# Data records
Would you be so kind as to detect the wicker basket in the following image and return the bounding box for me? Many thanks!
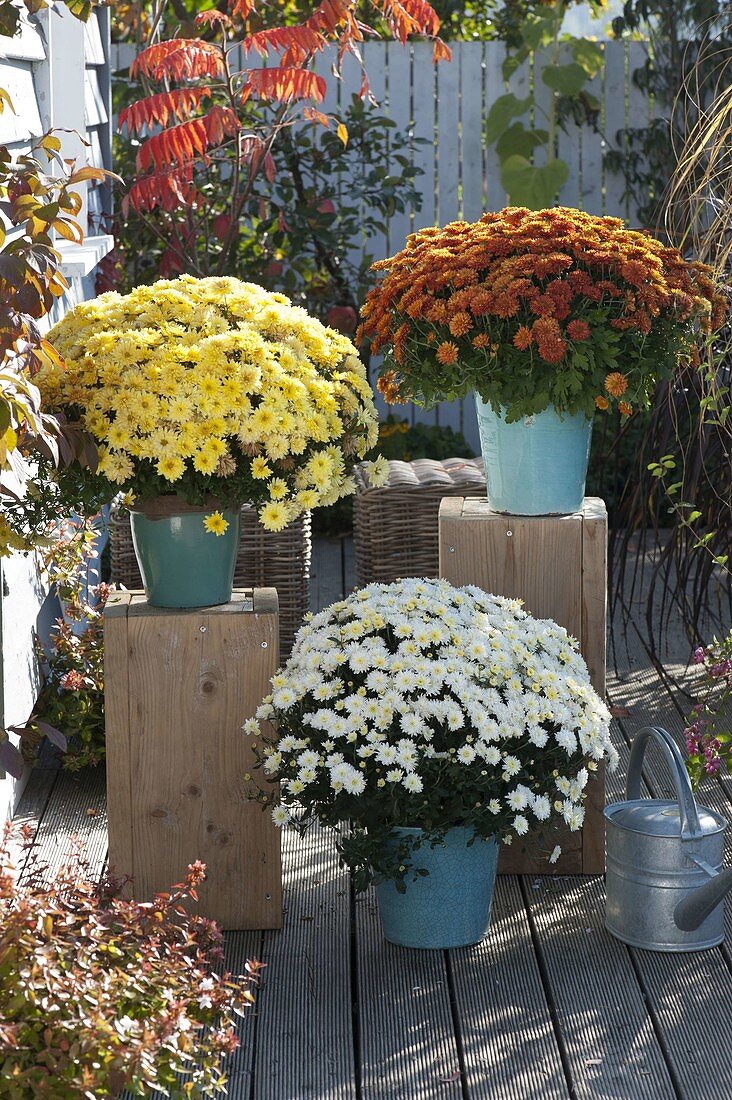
[353,459,485,587]
[109,505,310,660]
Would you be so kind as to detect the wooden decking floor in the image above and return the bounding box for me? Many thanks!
[11,545,732,1100]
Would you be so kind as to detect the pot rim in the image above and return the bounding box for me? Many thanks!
[129,493,241,519]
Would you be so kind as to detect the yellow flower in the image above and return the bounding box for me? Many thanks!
[259,501,289,531]
[193,450,219,474]
[252,458,272,481]
[204,512,229,536]
[44,275,378,530]
[267,477,287,501]
[155,454,186,481]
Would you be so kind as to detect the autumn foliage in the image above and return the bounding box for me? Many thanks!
[120,0,449,221]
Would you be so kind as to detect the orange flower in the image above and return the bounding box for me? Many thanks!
[448,310,472,337]
[437,340,458,366]
[567,321,590,340]
[605,371,627,397]
[513,325,534,351]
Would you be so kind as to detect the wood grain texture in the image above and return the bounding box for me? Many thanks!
[106,590,282,928]
[526,878,678,1100]
[356,891,462,1100]
[449,877,568,1100]
[251,828,357,1100]
[103,592,132,886]
[439,497,608,875]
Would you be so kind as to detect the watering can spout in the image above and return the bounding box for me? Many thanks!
[674,859,732,932]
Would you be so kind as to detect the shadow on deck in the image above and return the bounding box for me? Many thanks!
[11,541,732,1100]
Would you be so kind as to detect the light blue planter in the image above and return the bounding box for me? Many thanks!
[376,828,499,950]
[476,394,592,516]
[130,509,239,607]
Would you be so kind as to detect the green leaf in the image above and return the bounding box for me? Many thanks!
[570,39,604,77]
[495,122,549,161]
[501,156,569,210]
[542,62,587,96]
[485,92,534,143]
[521,8,555,50]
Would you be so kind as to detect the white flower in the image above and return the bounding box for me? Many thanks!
[532,794,551,822]
[343,769,365,794]
[502,756,521,781]
[506,784,531,810]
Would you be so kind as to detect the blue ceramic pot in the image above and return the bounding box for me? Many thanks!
[130,497,239,607]
[476,394,592,516]
[376,828,499,950]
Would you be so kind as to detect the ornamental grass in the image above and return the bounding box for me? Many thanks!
[244,580,618,890]
[36,275,387,534]
[358,207,726,420]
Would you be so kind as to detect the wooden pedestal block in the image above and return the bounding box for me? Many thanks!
[105,589,282,928]
[439,497,608,875]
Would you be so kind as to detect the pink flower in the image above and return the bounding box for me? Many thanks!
[61,669,84,691]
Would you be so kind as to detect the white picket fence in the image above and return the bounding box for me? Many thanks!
[112,41,653,450]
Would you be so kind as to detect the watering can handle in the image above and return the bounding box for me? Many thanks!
[625,726,701,840]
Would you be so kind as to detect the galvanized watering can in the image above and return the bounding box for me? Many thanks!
[605,726,732,952]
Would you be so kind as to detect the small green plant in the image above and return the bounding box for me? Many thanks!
[0,826,259,1100]
[684,630,732,790]
[485,0,604,210]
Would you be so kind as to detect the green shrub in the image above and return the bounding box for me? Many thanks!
[0,828,258,1100]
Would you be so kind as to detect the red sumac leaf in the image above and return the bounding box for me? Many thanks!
[119,88,210,135]
[247,67,326,102]
[241,23,326,66]
[130,39,225,80]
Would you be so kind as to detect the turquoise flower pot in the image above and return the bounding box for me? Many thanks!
[476,394,592,516]
[130,497,240,607]
[376,828,499,950]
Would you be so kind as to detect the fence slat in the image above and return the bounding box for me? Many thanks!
[483,42,506,210]
[554,46,582,207]
[386,42,411,256]
[604,42,627,218]
[363,42,389,260]
[460,43,485,221]
[412,42,433,229]
[627,42,651,226]
[580,52,603,215]
[437,51,460,226]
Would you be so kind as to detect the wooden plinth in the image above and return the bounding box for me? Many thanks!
[439,497,608,875]
[105,589,282,928]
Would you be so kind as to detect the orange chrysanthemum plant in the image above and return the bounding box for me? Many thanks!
[360,207,726,422]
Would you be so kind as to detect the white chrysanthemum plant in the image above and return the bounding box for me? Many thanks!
[243,580,618,889]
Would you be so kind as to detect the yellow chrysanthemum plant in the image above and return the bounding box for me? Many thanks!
[37,275,378,536]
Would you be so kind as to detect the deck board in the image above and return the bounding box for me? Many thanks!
[528,877,676,1100]
[354,892,462,1100]
[450,876,568,1100]
[9,540,732,1100]
[253,829,357,1100]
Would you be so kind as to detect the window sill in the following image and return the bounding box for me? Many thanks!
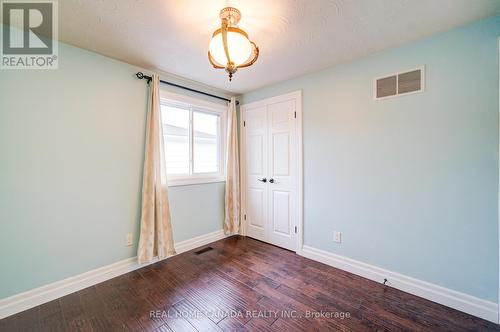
[168,176,226,187]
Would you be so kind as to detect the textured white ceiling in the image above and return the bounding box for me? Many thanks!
[53,0,500,93]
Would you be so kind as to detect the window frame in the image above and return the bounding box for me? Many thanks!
[160,90,227,187]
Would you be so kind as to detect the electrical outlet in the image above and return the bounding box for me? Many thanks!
[125,233,134,247]
[333,231,342,243]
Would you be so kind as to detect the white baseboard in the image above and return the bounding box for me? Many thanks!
[0,230,226,319]
[299,246,498,324]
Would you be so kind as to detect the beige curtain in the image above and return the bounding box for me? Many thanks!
[224,97,240,234]
[137,74,175,263]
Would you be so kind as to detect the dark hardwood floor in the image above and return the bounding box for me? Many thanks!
[0,236,500,332]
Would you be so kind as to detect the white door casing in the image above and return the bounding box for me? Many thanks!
[241,91,302,251]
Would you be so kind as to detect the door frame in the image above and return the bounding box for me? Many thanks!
[239,90,304,255]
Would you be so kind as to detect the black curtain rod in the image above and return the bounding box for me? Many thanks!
[135,72,240,105]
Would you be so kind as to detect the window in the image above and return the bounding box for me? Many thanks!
[161,94,225,186]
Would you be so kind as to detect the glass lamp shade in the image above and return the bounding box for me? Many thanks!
[209,28,252,67]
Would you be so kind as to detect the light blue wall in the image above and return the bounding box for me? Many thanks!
[0,37,224,298]
[243,17,500,301]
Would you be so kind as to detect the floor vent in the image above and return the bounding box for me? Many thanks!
[373,67,424,100]
[194,247,214,255]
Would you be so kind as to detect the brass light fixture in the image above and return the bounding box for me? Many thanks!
[208,7,259,81]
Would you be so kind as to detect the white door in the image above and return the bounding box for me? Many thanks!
[241,93,300,250]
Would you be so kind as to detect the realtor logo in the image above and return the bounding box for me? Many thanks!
[0,0,58,69]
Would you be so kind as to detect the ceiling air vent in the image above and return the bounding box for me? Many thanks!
[374,67,424,99]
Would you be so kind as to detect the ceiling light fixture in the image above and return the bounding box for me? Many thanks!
[208,7,259,81]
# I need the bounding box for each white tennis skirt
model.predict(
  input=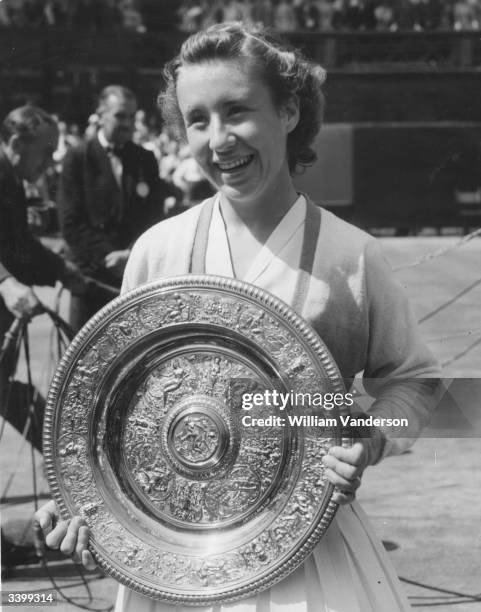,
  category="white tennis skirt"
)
[115,501,411,612]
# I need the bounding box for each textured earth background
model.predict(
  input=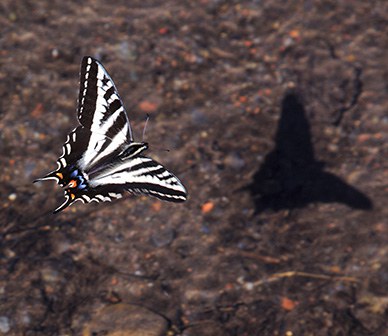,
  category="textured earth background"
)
[0,0,388,336]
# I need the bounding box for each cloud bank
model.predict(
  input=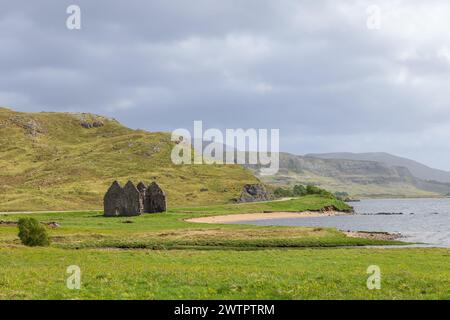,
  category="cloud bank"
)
[0,0,450,170]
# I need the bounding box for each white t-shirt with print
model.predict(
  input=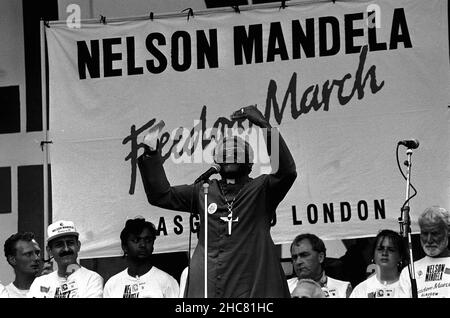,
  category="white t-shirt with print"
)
[400,256,450,298]
[5,283,29,298]
[103,266,180,298]
[350,274,402,298]
[27,267,103,298]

# Problem requirements
Please write out again everything from the first of the rows through the line that has "[11,545,732,1100]", both ends included, shifting every bounding-box coordinate in the answers by -45. Leave the pictures out.

# The solution
Would you be so kind as to detect the wicker basket in the following image and return the bounding box for me? Many thanks!
[308,414,440,542]
[64,460,265,615]
Would you be so kind as to detect the wooden decking floor in the image above and return the bounding box for me? Many thanks!
[-34,500,687,1055]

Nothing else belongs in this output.